__The exercise__:
Write out the lines from the line containing "Task: locate the drink" through the final line of the listing below, exactly, omitting every other line.

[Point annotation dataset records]
____________________
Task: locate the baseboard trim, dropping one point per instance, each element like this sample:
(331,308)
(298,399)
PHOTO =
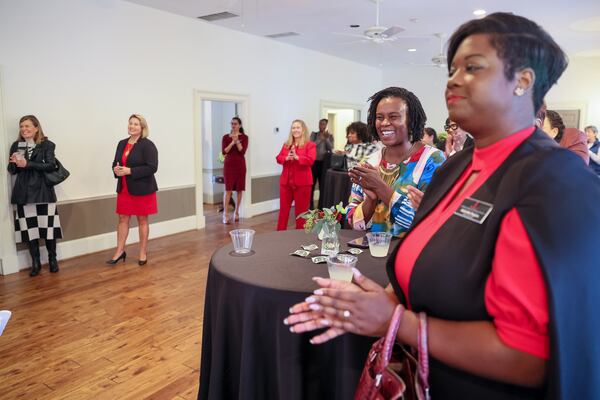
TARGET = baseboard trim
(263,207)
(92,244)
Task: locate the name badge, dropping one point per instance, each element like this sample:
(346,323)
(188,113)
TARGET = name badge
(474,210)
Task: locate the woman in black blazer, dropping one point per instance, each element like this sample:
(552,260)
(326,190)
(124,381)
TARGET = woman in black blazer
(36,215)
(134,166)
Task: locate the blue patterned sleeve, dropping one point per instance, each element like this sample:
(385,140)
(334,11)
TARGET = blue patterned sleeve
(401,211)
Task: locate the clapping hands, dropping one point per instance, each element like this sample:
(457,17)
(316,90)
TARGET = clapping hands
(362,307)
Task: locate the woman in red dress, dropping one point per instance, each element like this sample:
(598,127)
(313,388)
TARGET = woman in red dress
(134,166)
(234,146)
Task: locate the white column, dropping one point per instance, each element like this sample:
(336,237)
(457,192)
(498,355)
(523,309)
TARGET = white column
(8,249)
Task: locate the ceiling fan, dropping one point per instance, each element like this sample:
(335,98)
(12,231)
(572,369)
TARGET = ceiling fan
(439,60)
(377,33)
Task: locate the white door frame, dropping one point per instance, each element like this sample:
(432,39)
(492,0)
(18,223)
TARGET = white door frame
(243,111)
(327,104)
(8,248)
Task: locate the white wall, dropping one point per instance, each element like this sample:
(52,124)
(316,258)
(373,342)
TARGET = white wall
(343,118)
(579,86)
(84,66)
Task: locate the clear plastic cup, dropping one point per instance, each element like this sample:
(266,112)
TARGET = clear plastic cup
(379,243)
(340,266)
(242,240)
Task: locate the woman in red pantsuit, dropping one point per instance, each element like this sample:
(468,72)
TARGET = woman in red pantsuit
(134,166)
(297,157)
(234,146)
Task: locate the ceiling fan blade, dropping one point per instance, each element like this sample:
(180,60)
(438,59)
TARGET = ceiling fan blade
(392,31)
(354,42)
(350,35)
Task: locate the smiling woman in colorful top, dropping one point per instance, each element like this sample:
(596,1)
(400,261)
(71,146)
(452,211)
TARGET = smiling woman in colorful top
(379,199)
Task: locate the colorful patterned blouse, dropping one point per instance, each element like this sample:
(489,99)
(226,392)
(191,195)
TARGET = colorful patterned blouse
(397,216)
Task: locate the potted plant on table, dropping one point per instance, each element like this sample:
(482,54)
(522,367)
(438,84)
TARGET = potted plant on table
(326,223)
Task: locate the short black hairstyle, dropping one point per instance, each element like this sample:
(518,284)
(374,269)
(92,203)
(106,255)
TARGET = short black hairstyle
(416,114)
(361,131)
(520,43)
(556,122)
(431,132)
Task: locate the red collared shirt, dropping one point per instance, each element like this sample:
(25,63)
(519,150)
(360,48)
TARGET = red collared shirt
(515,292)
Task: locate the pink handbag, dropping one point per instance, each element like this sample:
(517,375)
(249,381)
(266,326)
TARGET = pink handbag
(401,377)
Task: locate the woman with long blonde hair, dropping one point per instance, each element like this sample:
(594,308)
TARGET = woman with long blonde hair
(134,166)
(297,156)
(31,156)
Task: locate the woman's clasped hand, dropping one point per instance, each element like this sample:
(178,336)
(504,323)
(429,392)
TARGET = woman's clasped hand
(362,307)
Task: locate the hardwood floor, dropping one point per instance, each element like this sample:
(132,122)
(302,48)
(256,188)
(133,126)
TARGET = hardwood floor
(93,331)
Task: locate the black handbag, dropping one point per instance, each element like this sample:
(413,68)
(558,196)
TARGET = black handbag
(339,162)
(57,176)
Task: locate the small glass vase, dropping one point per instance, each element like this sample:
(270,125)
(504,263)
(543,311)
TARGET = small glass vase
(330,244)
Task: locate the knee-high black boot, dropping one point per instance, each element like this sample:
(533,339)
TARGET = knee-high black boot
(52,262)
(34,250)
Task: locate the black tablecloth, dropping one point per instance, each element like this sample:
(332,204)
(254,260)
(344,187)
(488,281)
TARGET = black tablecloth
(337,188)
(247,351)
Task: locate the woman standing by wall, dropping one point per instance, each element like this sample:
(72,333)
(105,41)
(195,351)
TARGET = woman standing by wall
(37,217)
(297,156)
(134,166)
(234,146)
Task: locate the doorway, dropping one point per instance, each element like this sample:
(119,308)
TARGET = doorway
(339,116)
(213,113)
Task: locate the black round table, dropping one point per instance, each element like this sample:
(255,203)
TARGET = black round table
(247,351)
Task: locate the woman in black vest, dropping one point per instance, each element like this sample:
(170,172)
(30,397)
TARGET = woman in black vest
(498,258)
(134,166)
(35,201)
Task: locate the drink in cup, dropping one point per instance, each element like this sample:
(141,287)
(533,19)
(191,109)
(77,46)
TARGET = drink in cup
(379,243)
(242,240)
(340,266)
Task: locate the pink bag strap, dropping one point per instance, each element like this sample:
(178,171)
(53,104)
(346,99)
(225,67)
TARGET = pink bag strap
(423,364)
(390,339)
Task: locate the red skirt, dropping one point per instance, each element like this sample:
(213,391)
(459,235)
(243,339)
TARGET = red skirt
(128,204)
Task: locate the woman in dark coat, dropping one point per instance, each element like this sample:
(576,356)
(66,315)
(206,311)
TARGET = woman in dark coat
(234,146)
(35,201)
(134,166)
____________________
__Solution to the exercise__:
Task: locate the drink in cup, dropping one point per instance, each element like this sample:
(141,287)
(533,19)
(191,109)
(77,46)
TARGET = drink in cup
(379,243)
(242,240)
(340,266)
Task: locate the pink bag strap, dropping one point per instance, each element like this sample:
(178,171)
(53,104)
(346,99)
(225,67)
TARGET = pink bag strap
(423,364)
(390,339)
Task: locate the red skirt, dropping one point per instance, each element like this sample:
(213,391)
(459,235)
(243,339)
TARGET = red skirt
(128,204)
Task: locate the woman in dark coat, dropping one point per instance, each element like this sample:
(576,356)
(66,315)
(206,311)
TARGET = woman in dark coat
(234,146)
(35,201)
(134,166)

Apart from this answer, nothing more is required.